§ What to do:
1. In the article on Royal Caribbean's new risk management department, who was named to manage that department?
2. Reproduce the Royal Caribbean article word for word from "Effective Monday May" to "KPMG in Miami.".

[[ Selected excerpt, beginning ]]

Effective Monday May 5, 2014, Royal Caribbean will create a new risk management department which will be managed by a certified public accountant, Tom Burke. Mr. Burke joined the cruise line in 2003 and most recently worked as the Vice President of Audit and Advisory Services. He was previously a manager at the accounting firm KPMG in Miami.
The creation of the new risk management department will require the reshuffling of a number of in-house lawyers and employees of the cruise line’s crew medical department.
Claims handling and litigation matters are currently handled by the company’s legal department managed by General Counsel Bradley Stein. With that responsibility being transferred to Mr. Burke next week, the Associate Vice President of Litigation, Paul Hehir, will be assigned to the newly created risk management department. He will manage five in house lawyers, six crew claims adjusters, and four passenger claims adjusters.
Members of the crew medical department will also transition to the new risk management department. Vince Warger, Penny Shifrin, Dr. Fabio Acevedo and LaShawn Knight will move to risk management, as well as eight crew medical managers and coordinators. A new team leader will be hired to supervise the medical group and report to Mr. Burke.
Associate Vice President of Guest and Employee Legal Services,Tony Faso, will remain under Mr. Stein.
The new risk management department is the idea of Chief Operating Officer (COO) and President of Royal Caribbean Cruises, Ltd., Adam Goldstein (photo above right), who recently replaced Richard Fain (now Chairman) at the helm of the cruise line.
We anticipate that this restructuring will have an impact on the medical treatment of crew members and the management of the legal claims asserted against the company by passengers and crew members.
Over the recent years, we have watched Royal Caribbean make dramatic cost-cutting steps. In 2001, Royal Caribbean fired 500 employees. In 2008, it fired around 400 employees in its headquarters (including many senior female managers in its legal department). And last year, it terminated the employment of another 100 employees in its shore-side offices.
Officers in the Royal Caribbean fleet complained last year of job and cost cuts, additional work and lower compensation, while shipboard tip earners (cabin attendants and waiters) have complained that the cashless, pre-paid gratuity was really a scheme to divert tips from the guests into the cruise lines’ coffers to defray the costs to the cruise line of paying the salaried ship employees.
We have most recently witnessed a renewed effort by the cruise line’s crew medical department to refuse to authorize significant medical treatment, needed by sick crew members, in order to save money. Some of the cases are heart breaking, including the abandonment of ill crew members who need surgeries and ship employees stricken with cancer who have been sent home with no arrangements for chemotherapy.
The transfer of medical managers & coordinators responsible for providing medical treatment to ship employees, as well as the re-positioning of lawyers & adjusters responsible for crew injuries and medical claims, to a new department overseen by an accountant may signal an effort to further reduce costs.
COO Goldstein’s plans for his new risk management department specifically envision cost reduction. We predict that fewer benefits to the ill and injured crew members will be the net result.

[[ Selected excerpt, end ]]
[[ Raw data, beginning ]]

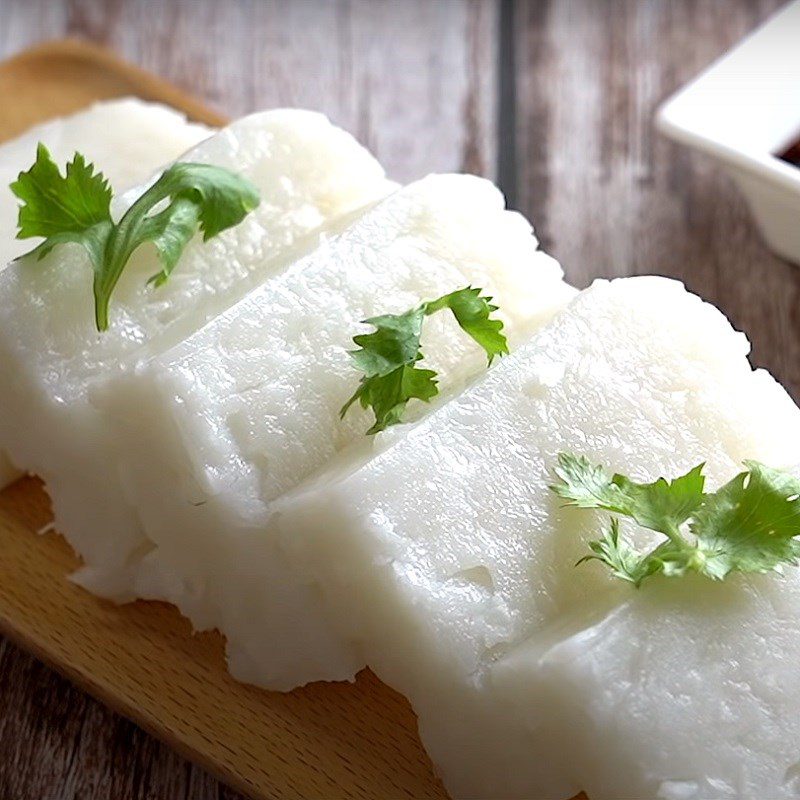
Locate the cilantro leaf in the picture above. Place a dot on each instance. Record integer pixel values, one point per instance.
(389, 355)
(54, 204)
(76, 207)
(473, 314)
(749, 525)
(653, 505)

[[ Raw data, end ]]

§ Answer list:
1. Tom Burke, a certified public accountant.

2.
Effective Monday May 5, 2014, Royal Caribbean will create a new risk management department which will be managed by a certified public accountant, Tom Burke. Mr. Burke joined the cruise line in 2003 and most recently worked as the Vice President of Audit and Advisory Services. He was previously a manager at the accounting firm KPMG in Miami.